97. As stated above, clause (4-A) of Article 16 is carved out of clause (4) of Article 16. Clause (4-A) provides benefit of reservation in promotion only to SCs and STs. In S. Vinod Kumar v. Union of India this Court held that relaxation of qualifying marks and standards of evaluation in matters of reservation in promotion was not permissible under Article 16(4) in view of Article 335 of the Constitution. This was also the view in Indra Sawhney.

98. By the Constitution (Eighty-second Amendment) Act, 2000 a proviso was inserted at the end of Article 335 of the Constitution.

99. This proviso was added following the benefit of reservation in promotion conferred upon SCs and STs alone. This proviso was inserted keeping in mind the judgment of this Court in Vinod Kumar which took the view that relaxation in matters of reservation in promotion was not permissible under Article 16(4) in view of the command contained in Article 335. Once a separate category is carved out of clause (4) of Article 16 then that category is being given relaxation in matters of reservation in promotion. The proviso is confined to SCs and STs alone. The said proviso is compatible with the scheme of Article 16(4-A).

Introduction of “time” factor in view of Article 16(4-B)

100. As stated above, Article 16(4-B) lifts the 50% cap on carry-over vacancies (backlog vacancies). The ceiling limit of 50% on current vacancies continues to remain. In working out the carry-forward rule, two factors are required to be kept in mind, namely, unfilled vacancies and the time factor. This position needs to be explained. On one hand of the spectrum, we have unfilled vacancies; on the other hand, we have a time spread over a number of years over which unfilled vacancies are sought to be carried over. These two are alternating factors and, therefore, if the ceiling limit on the carry over of unfilled vacancies is removed, the other alternative time factor comes in and in that event, the time-scale has to be imposed in the interest of efficiency in administration as mandated by Article 335. If the time-scale is not kept then posts will continue to remain vacant for years, which would be detrimental to the administration. Therefore, in each case, the appropriate Government will now have to introduce the time-cap depending upon the fact situation. What is stated hereinabove is borne out by the service rules in some of the States where the carry-over rule does not extend beyond three years.

----

In the excerpt on reservation in promotion, which amendment act inserted a proviso at the end of Article 335 of the Constitution?

## EXTRACTED RECORDS
----

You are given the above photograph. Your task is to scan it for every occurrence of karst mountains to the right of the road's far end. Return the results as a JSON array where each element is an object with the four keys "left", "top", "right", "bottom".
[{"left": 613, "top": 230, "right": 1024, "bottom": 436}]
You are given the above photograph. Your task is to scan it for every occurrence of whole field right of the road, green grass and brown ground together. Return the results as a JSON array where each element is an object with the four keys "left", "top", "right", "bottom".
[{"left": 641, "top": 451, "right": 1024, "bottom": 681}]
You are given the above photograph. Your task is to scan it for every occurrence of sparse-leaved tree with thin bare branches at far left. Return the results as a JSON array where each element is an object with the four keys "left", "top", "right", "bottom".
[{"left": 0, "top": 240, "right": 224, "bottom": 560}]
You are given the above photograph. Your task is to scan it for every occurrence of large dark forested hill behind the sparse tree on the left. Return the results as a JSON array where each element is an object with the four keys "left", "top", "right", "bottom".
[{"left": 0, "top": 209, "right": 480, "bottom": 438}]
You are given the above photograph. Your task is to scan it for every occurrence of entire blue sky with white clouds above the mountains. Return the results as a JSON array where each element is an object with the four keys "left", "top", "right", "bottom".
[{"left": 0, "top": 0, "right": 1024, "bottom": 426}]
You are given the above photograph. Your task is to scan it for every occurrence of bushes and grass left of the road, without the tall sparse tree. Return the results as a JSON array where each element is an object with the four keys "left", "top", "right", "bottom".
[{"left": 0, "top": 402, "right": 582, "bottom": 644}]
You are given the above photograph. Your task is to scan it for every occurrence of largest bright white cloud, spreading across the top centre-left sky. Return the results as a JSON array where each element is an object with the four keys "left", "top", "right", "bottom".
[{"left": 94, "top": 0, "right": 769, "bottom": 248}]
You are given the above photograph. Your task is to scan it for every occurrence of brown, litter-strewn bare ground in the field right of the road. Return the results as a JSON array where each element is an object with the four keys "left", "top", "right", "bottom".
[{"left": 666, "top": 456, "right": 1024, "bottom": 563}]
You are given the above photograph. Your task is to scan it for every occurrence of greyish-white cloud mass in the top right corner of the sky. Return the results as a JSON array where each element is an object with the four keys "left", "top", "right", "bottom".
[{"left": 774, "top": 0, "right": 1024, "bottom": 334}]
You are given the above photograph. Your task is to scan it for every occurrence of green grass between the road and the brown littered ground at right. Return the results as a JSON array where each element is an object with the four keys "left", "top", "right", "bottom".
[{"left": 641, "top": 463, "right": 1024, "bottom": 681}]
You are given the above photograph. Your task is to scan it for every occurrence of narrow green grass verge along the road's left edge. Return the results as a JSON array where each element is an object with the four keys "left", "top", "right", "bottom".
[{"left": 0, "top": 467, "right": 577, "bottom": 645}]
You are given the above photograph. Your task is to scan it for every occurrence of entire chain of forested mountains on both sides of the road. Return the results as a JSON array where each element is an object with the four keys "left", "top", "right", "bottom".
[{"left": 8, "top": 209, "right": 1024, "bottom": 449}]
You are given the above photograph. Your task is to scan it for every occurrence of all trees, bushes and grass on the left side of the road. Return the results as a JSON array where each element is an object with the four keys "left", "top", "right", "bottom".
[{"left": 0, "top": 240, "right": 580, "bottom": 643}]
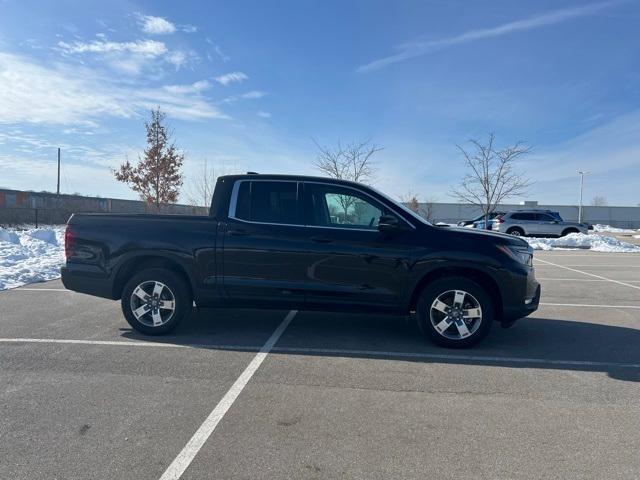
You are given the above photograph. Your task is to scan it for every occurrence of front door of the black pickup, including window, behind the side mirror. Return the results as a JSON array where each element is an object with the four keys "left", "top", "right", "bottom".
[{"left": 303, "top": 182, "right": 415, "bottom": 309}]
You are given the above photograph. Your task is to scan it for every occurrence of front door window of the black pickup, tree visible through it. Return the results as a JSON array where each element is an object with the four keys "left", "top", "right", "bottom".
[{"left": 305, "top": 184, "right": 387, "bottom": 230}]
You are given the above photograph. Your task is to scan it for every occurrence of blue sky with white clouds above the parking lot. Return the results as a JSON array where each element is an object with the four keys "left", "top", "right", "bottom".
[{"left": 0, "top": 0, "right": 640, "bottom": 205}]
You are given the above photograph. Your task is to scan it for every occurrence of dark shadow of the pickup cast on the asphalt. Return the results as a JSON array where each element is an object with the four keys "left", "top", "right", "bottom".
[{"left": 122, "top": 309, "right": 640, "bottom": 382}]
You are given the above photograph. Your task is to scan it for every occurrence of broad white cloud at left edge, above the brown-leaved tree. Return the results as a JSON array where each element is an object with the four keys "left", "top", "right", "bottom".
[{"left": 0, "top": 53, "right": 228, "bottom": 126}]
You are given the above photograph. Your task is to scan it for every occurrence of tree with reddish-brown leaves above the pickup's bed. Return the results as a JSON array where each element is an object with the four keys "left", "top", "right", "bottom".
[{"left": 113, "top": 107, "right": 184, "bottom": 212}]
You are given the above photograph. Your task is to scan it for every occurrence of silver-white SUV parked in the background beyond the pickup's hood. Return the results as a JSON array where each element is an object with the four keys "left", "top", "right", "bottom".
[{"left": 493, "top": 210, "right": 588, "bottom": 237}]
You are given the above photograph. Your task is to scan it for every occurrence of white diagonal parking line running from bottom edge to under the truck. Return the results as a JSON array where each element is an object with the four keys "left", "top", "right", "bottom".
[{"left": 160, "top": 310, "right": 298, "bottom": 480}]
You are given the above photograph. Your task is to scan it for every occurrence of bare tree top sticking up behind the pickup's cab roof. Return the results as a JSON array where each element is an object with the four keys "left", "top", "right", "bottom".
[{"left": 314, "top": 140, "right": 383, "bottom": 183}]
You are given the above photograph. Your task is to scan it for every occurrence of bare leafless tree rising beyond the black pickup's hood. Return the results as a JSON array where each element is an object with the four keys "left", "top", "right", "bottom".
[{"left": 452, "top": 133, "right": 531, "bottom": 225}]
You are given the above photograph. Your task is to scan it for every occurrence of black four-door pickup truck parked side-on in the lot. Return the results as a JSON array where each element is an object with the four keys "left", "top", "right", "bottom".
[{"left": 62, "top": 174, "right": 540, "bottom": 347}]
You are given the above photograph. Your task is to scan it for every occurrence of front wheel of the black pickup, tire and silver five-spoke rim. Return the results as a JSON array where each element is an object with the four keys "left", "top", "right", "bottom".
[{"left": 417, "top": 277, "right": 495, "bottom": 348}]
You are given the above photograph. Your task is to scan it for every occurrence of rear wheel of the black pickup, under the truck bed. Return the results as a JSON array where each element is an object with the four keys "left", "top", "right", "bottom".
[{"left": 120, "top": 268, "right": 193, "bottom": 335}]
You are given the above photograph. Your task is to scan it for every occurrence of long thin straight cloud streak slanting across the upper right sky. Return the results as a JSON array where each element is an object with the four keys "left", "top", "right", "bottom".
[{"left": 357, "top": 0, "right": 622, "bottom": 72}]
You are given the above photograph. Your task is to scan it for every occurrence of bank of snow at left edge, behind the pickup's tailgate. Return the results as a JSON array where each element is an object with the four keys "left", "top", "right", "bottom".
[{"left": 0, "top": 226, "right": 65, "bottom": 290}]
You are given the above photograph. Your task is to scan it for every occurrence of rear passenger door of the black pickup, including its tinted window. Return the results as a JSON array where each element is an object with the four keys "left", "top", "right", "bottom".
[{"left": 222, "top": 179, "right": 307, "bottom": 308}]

----

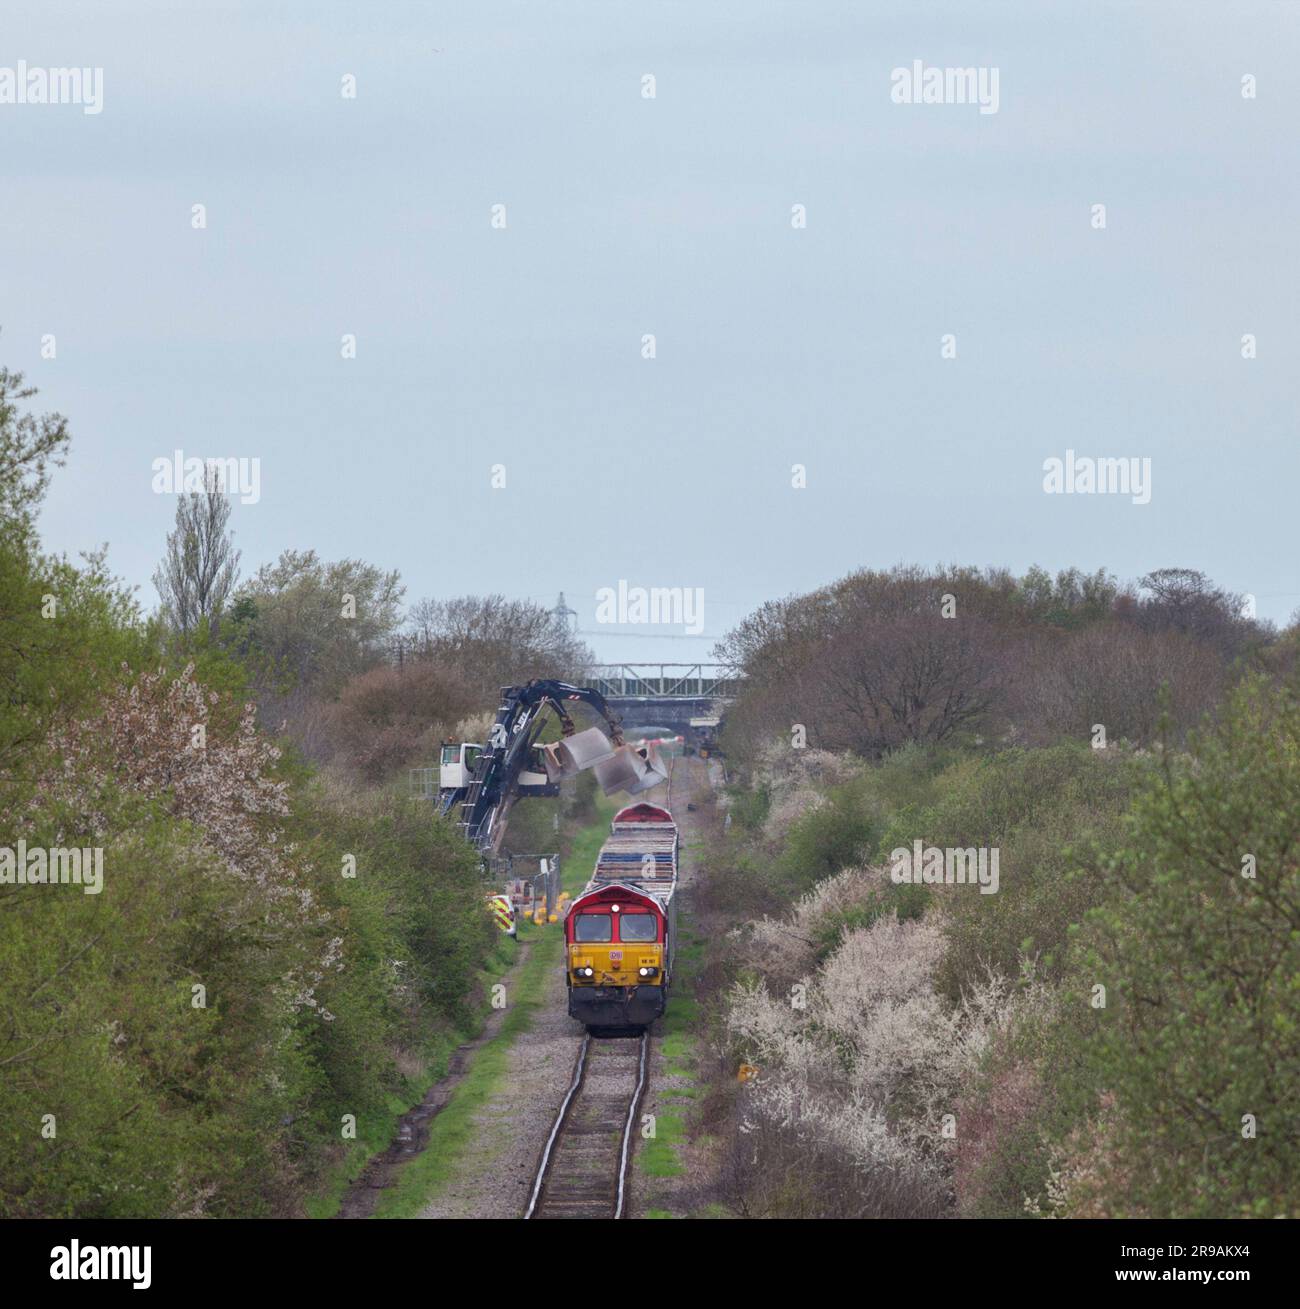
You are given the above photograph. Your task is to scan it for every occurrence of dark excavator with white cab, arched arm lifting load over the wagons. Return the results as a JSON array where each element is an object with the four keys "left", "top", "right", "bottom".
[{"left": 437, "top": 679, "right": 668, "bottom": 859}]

----

## RESPONSE TO THIS EXERCISE
The Constitution (Eighty-second Amendment) Act, 2000.